Instruction:
Count how many lines in the data below contain the word "alloy", with case counting, and give only that number.

Information given:
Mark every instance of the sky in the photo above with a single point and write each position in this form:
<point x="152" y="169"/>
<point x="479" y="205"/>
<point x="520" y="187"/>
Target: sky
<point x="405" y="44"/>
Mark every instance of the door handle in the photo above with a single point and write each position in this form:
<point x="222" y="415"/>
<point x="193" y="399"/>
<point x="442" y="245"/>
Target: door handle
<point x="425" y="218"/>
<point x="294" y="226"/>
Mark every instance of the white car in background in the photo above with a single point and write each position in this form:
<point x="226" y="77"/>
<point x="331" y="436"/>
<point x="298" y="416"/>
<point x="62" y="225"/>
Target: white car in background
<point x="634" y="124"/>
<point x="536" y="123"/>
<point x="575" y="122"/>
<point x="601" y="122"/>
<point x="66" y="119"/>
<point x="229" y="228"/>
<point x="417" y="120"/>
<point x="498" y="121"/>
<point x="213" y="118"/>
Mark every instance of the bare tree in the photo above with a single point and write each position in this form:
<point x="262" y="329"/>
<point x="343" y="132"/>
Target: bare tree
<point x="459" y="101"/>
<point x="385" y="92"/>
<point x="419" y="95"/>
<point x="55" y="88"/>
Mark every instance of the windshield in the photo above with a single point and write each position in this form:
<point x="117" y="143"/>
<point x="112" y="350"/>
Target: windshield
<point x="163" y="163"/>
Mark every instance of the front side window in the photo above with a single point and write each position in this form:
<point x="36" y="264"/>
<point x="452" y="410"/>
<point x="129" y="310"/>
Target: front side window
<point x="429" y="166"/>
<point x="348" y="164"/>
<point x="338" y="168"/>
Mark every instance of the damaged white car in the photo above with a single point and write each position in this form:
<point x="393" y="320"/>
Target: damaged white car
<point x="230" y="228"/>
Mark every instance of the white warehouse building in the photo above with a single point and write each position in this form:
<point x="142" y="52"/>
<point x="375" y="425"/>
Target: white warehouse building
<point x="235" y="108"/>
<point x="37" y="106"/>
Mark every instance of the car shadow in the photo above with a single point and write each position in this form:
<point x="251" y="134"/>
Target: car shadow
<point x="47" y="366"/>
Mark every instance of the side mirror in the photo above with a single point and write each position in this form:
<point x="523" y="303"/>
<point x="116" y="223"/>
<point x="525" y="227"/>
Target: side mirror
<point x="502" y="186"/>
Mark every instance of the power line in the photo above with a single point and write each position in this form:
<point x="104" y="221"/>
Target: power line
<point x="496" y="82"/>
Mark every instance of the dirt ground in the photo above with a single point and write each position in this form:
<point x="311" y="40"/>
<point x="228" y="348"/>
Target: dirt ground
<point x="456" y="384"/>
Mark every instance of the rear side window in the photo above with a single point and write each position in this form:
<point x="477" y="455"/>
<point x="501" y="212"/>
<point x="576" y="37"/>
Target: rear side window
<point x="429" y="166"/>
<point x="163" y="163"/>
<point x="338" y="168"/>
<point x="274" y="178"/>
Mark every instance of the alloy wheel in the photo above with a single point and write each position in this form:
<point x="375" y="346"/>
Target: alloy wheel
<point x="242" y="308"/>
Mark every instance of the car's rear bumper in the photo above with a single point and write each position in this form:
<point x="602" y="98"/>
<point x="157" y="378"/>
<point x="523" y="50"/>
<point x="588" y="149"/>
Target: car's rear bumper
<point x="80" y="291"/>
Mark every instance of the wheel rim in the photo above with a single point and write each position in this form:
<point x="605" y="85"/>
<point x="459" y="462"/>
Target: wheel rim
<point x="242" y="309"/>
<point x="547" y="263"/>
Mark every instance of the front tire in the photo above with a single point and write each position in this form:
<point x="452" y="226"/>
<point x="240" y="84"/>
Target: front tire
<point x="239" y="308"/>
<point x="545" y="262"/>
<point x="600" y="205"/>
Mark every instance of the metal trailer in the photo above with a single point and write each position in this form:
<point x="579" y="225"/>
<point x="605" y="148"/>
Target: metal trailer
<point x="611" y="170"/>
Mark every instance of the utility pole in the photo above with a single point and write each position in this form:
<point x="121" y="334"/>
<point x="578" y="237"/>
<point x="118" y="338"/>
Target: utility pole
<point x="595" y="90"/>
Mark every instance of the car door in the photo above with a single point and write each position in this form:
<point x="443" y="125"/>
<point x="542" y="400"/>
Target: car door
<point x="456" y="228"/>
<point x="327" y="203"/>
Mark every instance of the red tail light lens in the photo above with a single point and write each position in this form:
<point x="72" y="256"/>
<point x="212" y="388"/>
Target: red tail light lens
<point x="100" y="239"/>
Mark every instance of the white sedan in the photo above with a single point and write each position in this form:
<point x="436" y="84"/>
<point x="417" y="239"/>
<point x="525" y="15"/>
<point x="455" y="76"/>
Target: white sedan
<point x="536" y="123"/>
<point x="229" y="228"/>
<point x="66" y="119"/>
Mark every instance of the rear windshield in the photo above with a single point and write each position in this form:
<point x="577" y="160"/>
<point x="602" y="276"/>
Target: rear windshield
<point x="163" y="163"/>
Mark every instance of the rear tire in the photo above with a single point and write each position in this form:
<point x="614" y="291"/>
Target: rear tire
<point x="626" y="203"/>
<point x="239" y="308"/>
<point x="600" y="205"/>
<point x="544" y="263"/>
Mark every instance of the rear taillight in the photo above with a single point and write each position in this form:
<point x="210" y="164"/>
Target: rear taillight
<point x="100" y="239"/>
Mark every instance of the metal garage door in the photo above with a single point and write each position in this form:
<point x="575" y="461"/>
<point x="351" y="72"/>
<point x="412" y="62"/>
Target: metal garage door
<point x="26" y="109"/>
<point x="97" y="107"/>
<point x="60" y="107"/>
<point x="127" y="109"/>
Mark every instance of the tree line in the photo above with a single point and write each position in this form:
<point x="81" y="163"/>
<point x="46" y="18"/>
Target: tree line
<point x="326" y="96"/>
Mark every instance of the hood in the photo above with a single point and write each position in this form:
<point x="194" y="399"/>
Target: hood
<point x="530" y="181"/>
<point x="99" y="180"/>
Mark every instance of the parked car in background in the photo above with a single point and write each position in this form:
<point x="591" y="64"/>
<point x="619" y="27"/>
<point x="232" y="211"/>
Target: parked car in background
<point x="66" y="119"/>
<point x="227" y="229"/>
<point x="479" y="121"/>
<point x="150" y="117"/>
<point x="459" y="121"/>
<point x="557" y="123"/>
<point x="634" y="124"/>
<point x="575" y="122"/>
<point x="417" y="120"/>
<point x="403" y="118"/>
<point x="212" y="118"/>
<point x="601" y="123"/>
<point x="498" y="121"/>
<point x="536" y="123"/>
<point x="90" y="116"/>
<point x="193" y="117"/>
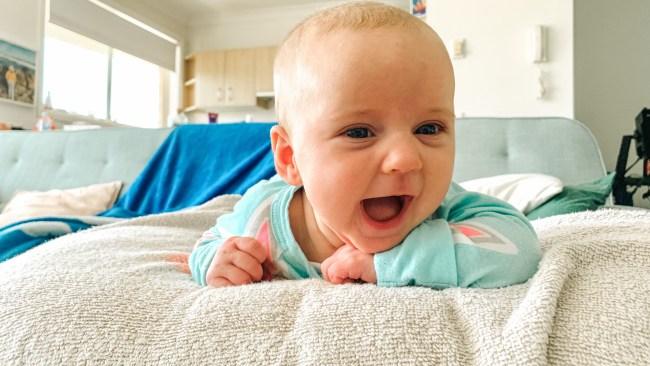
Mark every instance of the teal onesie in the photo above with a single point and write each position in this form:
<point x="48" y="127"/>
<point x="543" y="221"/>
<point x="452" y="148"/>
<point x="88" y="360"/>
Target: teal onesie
<point x="471" y="240"/>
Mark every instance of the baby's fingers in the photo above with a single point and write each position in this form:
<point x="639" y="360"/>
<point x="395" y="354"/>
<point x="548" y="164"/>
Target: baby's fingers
<point x="248" y="264"/>
<point x="236" y="276"/>
<point x="252" y="247"/>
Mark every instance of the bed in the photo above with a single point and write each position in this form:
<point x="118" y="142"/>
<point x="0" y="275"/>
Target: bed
<point x="114" y="293"/>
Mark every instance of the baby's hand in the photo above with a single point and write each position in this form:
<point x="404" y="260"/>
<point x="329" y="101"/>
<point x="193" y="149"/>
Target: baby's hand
<point x="237" y="262"/>
<point x="348" y="264"/>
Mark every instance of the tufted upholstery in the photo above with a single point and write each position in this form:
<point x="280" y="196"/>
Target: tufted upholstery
<point x="66" y="159"/>
<point x="556" y="146"/>
<point x="485" y="146"/>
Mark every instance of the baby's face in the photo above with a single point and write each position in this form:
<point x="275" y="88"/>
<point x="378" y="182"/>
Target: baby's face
<point x="373" y="136"/>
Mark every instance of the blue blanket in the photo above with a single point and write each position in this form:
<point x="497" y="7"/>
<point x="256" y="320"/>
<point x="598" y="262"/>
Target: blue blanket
<point x="194" y="164"/>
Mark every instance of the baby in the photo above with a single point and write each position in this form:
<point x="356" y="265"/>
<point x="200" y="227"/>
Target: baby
<point x="364" y="151"/>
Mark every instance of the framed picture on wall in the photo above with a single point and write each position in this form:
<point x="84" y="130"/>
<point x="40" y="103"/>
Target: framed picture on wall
<point x="17" y="74"/>
<point x="419" y="8"/>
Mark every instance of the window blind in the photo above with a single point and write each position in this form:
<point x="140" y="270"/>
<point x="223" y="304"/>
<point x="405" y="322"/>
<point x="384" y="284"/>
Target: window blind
<point x="93" y="21"/>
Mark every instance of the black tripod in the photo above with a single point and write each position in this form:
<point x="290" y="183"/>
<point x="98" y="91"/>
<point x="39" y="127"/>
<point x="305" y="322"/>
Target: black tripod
<point x="621" y="183"/>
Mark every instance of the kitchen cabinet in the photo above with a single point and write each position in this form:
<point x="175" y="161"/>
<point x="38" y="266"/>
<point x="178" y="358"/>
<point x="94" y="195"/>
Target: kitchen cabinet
<point x="227" y="78"/>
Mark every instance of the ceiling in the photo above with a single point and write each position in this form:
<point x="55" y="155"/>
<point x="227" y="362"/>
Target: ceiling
<point x="186" y="9"/>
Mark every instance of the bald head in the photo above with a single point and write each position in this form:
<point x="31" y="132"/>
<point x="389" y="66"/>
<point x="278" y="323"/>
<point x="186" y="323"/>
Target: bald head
<point x="292" y="72"/>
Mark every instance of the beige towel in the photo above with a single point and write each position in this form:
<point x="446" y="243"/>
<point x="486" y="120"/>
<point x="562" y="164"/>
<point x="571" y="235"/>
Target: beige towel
<point x="109" y="296"/>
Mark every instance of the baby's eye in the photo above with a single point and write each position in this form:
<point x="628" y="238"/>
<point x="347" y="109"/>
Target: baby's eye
<point x="358" y="133"/>
<point x="428" y="129"/>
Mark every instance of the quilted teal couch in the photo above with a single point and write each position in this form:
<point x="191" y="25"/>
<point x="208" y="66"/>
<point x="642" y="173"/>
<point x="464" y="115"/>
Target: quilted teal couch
<point x="485" y="146"/>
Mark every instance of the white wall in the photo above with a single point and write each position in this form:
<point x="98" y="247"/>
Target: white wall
<point x="612" y="72"/>
<point x="612" y="68"/>
<point x="252" y="28"/>
<point x="496" y="78"/>
<point x="21" y="24"/>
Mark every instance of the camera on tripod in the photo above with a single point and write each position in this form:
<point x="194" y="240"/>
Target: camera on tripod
<point x="622" y="182"/>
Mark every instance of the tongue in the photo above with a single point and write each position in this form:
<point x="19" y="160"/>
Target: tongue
<point x="382" y="208"/>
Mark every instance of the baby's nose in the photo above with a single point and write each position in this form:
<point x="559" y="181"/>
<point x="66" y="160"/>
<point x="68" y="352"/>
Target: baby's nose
<point x="402" y="157"/>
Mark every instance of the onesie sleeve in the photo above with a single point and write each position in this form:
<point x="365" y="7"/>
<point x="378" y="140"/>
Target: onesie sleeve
<point x="473" y="240"/>
<point x="236" y="223"/>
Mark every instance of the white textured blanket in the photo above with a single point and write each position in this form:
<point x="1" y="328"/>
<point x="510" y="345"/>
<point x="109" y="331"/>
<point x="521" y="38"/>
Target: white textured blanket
<point x="110" y="296"/>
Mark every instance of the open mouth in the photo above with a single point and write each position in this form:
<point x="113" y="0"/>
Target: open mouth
<point x="385" y="209"/>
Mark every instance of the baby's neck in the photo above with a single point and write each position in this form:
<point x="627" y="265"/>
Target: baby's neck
<point x="313" y="243"/>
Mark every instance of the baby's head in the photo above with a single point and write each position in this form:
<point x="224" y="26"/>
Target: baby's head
<point x="365" y="99"/>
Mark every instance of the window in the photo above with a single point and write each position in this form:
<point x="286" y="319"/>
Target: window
<point x="85" y="77"/>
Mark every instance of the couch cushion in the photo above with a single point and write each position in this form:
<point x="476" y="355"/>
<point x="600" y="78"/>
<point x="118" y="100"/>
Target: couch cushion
<point x="38" y="161"/>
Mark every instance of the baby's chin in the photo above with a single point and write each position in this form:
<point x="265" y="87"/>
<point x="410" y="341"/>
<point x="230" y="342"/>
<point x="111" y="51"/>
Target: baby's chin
<point x="371" y="246"/>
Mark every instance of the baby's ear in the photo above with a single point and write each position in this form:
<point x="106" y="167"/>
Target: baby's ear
<point x="285" y="163"/>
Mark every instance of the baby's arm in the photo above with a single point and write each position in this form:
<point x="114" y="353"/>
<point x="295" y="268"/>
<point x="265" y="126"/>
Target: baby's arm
<point x="234" y="261"/>
<point x="476" y="241"/>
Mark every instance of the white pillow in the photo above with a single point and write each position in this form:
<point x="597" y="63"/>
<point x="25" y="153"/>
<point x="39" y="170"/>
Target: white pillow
<point x="523" y="191"/>
<point x="83" y="201"/>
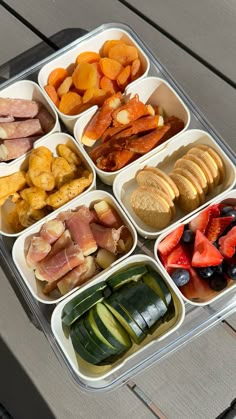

Solution to this problem:
2